▶ **Stored dataset items**
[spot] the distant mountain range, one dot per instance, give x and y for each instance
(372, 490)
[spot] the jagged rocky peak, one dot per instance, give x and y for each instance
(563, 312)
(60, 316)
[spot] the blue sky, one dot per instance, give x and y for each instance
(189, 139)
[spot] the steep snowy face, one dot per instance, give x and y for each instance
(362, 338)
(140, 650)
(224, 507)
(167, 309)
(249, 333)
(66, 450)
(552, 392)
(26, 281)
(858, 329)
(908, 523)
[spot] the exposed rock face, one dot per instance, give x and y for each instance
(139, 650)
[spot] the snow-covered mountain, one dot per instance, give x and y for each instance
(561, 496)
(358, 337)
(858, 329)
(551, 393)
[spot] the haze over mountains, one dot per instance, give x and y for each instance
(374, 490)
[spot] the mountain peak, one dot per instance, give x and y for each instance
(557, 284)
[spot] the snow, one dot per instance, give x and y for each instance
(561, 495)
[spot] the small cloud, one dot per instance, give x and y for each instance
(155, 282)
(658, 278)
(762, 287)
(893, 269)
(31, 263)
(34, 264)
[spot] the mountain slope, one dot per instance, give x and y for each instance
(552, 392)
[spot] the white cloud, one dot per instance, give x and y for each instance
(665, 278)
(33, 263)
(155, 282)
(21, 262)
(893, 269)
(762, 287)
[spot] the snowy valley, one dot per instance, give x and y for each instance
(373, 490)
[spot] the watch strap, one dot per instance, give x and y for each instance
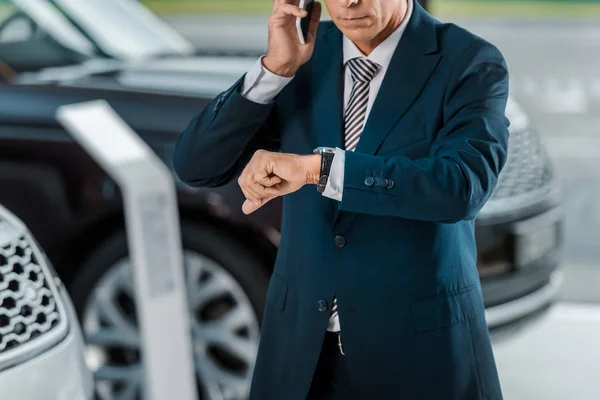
(326, 163)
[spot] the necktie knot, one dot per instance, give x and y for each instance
(362, 69)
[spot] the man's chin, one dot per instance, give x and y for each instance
(359, 34)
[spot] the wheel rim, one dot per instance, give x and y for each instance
(225, 332)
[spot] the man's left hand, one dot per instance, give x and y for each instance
(269, 175)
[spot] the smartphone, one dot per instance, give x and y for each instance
(302, 24)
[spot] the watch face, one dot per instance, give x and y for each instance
(324, 150)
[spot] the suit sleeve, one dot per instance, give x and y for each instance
(461, 172)
(221, 139)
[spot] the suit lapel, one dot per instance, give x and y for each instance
(412, 64)
(328, 90)
(410, 68)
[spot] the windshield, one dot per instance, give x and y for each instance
(122, 29)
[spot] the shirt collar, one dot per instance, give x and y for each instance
(383, 53)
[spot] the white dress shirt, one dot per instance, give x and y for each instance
(262, 86)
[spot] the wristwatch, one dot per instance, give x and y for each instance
(327, 154)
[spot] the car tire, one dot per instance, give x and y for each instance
(245, 266)
(235, 263)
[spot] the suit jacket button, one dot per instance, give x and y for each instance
(339, 241)
(322, 304)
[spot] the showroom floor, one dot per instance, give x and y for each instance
(556, 359)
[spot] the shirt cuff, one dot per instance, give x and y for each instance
(335, 184)
(261, 85)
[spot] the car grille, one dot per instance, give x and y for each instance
(527, 168)
(28, 308)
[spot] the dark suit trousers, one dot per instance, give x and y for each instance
(331, 380)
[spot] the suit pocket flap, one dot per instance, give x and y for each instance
(439, 312)
(277, 292)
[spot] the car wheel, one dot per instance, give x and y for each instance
(226, 290)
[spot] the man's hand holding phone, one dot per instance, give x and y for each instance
(286, 53)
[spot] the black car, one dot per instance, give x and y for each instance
(61, 52)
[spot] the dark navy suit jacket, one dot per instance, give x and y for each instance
(409, 295)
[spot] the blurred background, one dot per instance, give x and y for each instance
(158, 62)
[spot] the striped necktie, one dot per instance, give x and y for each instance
(362, 70)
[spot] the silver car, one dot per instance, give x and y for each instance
(41, 344)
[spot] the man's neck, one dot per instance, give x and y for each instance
(396, 20)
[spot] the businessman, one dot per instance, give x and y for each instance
(385, 134)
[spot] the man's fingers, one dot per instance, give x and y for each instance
(255, 192)
(269, 181)
(285, 10)
(249, 207)
(314, 22)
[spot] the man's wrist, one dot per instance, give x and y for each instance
(278, 69)
(313, 168)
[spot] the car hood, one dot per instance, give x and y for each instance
(200, 76)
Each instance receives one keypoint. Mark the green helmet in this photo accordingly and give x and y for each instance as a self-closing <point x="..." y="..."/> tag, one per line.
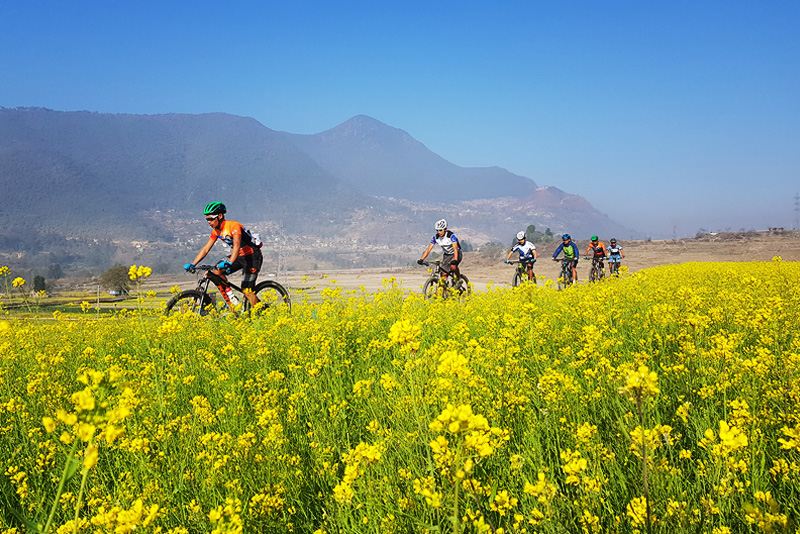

▶ **WHAT YOU HAVE TO DO**
Copy all of the items above word for word, omitting the pictures.

▶ **RESULT FOR THIS TASK**
[spot] the distant mountain range, one dot per instance, give x and y for each instance
(372, 490)
[spot] the jagged rocky peak, one dot per instance, give x and y for each instance
(563, 312)
(60, 316)
[spot] the blue sky, one dot per instance, give x and y for each instance
(189, 139)
[spot] the steep snowy face, one dot per instance, give x and y for each instance
(362, 338)
(140, 650)
(224, 507)
(167, 309)
(249, 333)
(66, 450)
(552, 392)
(26, 281)
(858, 329)
(908, 523)
[spot] the exposed rock face, one dot per instance, give x and y for each instance
(139, 650)
[spot] the snow-covered mountain, one dot per instance, give x and y for each instance
(561, 496)
(358, 337)
(858, 329)
(551, 393)
[spot] the haze over mountains, one dot per instance, give x and y for each instance
(374, 490)
[spot] the mountain peak, one dot per instance, give x and y for each instance
(557, 284)
[spot] the snow, one dot per instance, give x and y for each instance
(561, 495)
[spot] the small cloud, one dot per instance, give x and y for each instance
(155, 282)
(658, 278)
(762, 287)
(893, 269)
(31, 263)
(34, 264)
[spot] the mountain slope, one dot per instance, give x and y for each instance
(552, 392)
[spot] the white cloud, one dot per instance, give x and y for each instance
(665, 278)
(33, 263)
(155, 282)
(21, 262)
(893, 269)
(762, 287)
[spot] the snowy valley, one dot per instance, give x and y for each instance
(373, 490)
[spot] the watch strap, one dot per instance, give x and y for each instance
(326, 163)
[spot] the necktie knot, one dot per instance, give x and y for each instance
(362, 69)
[spot] the man's chin, one dot per instance, give x and y for each instance
(359, 34)
[spot] the wheel rim, one dot per instance, give x and y for each instance
(225, 332)
[spot] the man's left hand, one dot per instance, give x and y for each instance
(269, 175)
[spot] the smartphone, one dot per instance, give x and y for each instance
(302, 24)
[spot] the watch face, one dot per instance, give x and y for each instance
(324, 150)
[spot] the suit sleeve, one dot per instance, give x and y for each instance
(461, 172)
(221, 139)
[spot] the suit lapel, one dot per instance, give x and y for each instance
(412, 64)
(328, 90)
(410, 68)
[spot] the windshield, one dot per instance, give x and y for each instance
(122, 29)
[spot] the shirt collar, one dot per instance, give x and y for each instance
(383, 53)
[spot] the white dress shirt, one dot per instance, give x and y for each instance
(262, 86)
[spot] the wristwatch, one dot per instance, give x and y for each instance
(327, 154)
[spot] the car tire, one dot per instance, give x and y for each instance
(245, 266)
(235, 263)
[spot] the suit jacket button, one dot per instance, give x and y for each instance
(339, 241)
(322, 304)
[spot] the showroom floor, one dot per instance, give x and y for each instance
(556, 359)
[spot] the shirt cuff, one dot per instance, give x and y for each instance
(335, 184)
(261, 85)
[spot] the car grille, one dot per instance, give x and y for each instance
(527, 168)
(28, 308)
[spot] the dark suit trousers, one dot per instance, give x and y for each instance
(331, 380)
[spot] the suit pocket flap, one dot per instance, give x and y for each instance
(439, 312)
(277, 292)
[spot] the car wheel, one dot per instance, give x and y for each instance
(226, 290)
[spot] the man's hand holding phone, one dot per instance, give x and y for each instance
(286, 53)
[spot] the black car, one dot per instance, give x and y for each instance
(61, 52)
[spot] the dark navy suit jacket, one dot per instance, give x and y for each instance
(409, 295)
[spot] the blurred background, one dot per instance, give x and y for each instance
(158, 62)
[spot] the striped necktie, one dot per instance, give x and y for each instance
(362, 70)
[spot] the silver car, one dot per instance, give x and y for each instance
(41, 344)
[spot] the man's neck, one dot per instance, give x and y for each instance
(396, 20)
[spot] the businessman, one dot per instance, give x and y for each instance
(385, 134)
[spot] the man's fingers, one dot per instance, give x and y for each instance
(255, 192)
(269, 181)
(285, 10)
(249, 207)
(314, 22)
[spot] the man's wrist, one dot per instance, give x and y for each instance
(278, 69)
(313, 168)
[spot] the car hood, one dot per instance, give x and y for each instance
(200, 76)
Each instance receives one keypoint. Mark the green helmet in this photo accordingly and give x and y for each instance as a self-closing <point x="..." y="..."/> tag, one per line.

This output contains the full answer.